→ **Location annotation dataset excerpts**
____________________

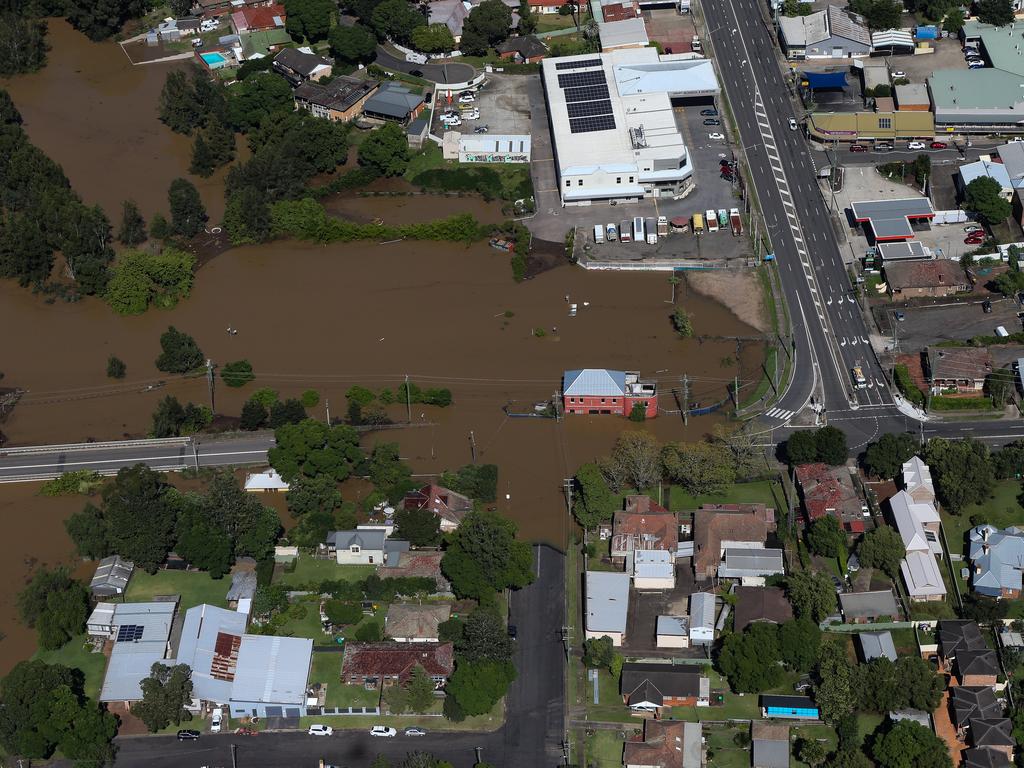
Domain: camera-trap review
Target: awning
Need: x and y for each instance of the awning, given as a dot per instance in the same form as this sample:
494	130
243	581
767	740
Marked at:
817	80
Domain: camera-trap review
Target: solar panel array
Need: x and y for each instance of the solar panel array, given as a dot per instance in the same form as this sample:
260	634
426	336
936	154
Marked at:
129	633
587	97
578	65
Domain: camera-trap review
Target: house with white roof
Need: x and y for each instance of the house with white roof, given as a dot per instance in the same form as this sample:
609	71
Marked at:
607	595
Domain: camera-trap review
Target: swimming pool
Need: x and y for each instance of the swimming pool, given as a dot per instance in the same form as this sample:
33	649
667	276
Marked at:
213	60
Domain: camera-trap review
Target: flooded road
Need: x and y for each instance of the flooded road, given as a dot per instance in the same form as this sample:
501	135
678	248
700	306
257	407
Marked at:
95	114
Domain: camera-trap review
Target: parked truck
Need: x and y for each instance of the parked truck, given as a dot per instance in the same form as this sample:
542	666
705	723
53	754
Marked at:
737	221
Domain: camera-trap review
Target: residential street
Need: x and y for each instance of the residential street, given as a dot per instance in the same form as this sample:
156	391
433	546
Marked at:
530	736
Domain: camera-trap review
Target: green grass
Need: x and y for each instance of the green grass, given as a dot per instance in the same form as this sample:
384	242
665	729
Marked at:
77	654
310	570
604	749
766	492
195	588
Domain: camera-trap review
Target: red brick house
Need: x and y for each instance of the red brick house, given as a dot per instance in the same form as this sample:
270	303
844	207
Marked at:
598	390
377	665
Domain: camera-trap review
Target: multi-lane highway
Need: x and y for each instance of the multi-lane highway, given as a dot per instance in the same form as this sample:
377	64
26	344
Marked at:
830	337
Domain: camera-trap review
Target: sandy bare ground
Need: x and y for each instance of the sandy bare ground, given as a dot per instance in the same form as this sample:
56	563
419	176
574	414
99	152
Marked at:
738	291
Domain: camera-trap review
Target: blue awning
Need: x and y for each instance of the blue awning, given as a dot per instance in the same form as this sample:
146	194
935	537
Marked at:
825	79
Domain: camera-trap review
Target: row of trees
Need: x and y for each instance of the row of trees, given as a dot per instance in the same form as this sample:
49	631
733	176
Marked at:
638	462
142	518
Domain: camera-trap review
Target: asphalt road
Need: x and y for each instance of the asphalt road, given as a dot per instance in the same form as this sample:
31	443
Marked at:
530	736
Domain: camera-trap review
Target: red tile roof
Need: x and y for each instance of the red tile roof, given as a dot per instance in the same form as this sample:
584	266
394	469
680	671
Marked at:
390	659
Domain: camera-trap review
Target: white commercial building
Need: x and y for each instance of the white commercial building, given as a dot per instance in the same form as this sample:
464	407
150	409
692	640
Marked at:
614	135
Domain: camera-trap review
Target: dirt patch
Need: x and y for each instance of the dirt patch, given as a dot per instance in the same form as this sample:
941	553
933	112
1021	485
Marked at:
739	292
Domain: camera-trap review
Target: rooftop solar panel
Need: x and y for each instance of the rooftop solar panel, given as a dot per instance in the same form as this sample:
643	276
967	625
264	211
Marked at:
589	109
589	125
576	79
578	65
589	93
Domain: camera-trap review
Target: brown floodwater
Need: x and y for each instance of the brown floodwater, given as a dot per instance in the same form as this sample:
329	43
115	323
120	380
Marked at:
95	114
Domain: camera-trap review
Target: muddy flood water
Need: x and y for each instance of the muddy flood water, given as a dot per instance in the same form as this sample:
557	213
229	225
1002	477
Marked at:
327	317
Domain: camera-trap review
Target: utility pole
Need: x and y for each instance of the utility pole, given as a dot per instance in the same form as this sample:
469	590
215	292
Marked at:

____________________

Copy the records above exactly, leaving out every picture.

→ **The completed task**
Domain: camera-trap review
Target: awning
Need: x and y for each instance of the awning, given as a dot per instance in the same form as this sample:
494	130
243	581
767	740
Marked at:
817	80
Domain: camera-trap review
Target: solar panel array
Need: x and y for each instance of the solar panel array, given as a dot per instance in the same form as this sample:
260	634
426	336
936	154
Marked at:
129	633
587	97
578	65
Domain: camera-trap review
Target: house with white roof
Need: x and y for each instance of the house with white roof, given as a dot per instance in the same form as this sample:
609	71
Marked at:
607	595
Domain: camera-trap review
Target: swimming pool
Need: x and y for each instance of the swimming pool, given as a dot per instance in the same form as this sample:
33	649
667	276
Marked at:
213	60
Domain: camera-trap review
Target: flooded road
Need: x and y for each instance of the flooded road, given as a dot per instance in the same form as this sample:
501	135
678	248
700	306
257	407
Marked at:
95	114
Domain: camera-trap review
Target: parked truck
Need: x and y for each instance of the parked truck, given as a dot per instance in the same form as this sample:
542	666
705	723
53	754
Marked at:
737	221
Domain: camera-trap review
Target: residential street
Need: x and y for each instance of the residential street, given as a dot per instance in the same form as this sample:
156	391
433	546
Marked at:
530	736
Domain: camera-trap review
Target: green grass
Need: x and y for each instance of the green grass, given as a dot per instance in the same form as this sample:
384	242
665	729
Marked at:
77	654
310	570
604	749
766	492
195	588
Domain: camera-trap review
Target: red brick house
Need: x and y for each instance of the red brick house, given as a dot per instance in the same form as this sample:
270	303
844	207
Marked at:
598	390
377	665
Domain: camera-trap review
Target: multi-lane highway
Need: x and y for each instance of the multi-lane highway, given as a dot per instance in the same form as this sample:
377	64
26	344
Marked at:
830	337
Domain: camera-trap review
Target: sandy bare ground
Need: x and y for each instance of the sandy bare ground, given as a dot per instance in the same form as this sample:
56	563
419	176
574	414
99	152
Marked at:
738	291
Domain: camera-trap review
Target: blue awning
Need: x and y for each instance of the blue awning, given as a dot per instance in the same form as this sample:
146	194
935	537
Marked at:
825	79
Domain: camera-trap review
Target: row of trees
Need: x and y for each instance of the row of trees, given as a dot per instance in the same form as this sample:
49	631
733	176
Marked at:
638	462
142	518
Domain: camera-trap review
Target: asphalt road
Need: x and y for each instance of the asphalt road, given as a dot per instance in the same form as this sample:
31	443
Marked at:
530	736
Domain: camera-trap review
Target: red tile roof
Need: x and y for each instance of the red tile roof, given as a dot per instance in the same form as this sample:
584	266
394	469
680	671
Marked at:
390	659
Domain: camera-trap review
Target: white commercial building
Need: x and y for each instance of the white commercial building, given as a dot per instance in the same form as this sample:
464	407
150	409
692	640
Marked at:
614	135
Domain: camera-trap review
Target: dirt patch
Need: x and y for each instance of the dirt patch, given as a dot per instance in the same form as this sample:
941	553
933	112
1021	485
Marked at:
739	292
Domain: camera-trap review
Target: rooftop solar panel
Need: x and y for each instance of the rooftop solar panel, given as a dot per instance in the same form as this sample:
643	276
967	625
264	211
Marked at:
589	109
589	125
576	79
578	65
589	93
Domain: camera-trap review
Target: brown floodwater
Need: x and y for each instance of the brown floodwater, given as a dot per instance in the same form as this sample:
329	43
115	323
120	380
Marked at:
95	114
Domain: camera-trap review
Target: muddy flood water
Need: x and y for each instance of the muddy flood water, given as a dot per instance in the same form as this sample:
557	213
229	225
1002	477
Marked at:
327	317
Domain: camera-trap review
Target: utility pole
Need: x and y for each instance of the utility pole, given as a dot per instance in the same form as this sample:
469	590
215	292
Marked at:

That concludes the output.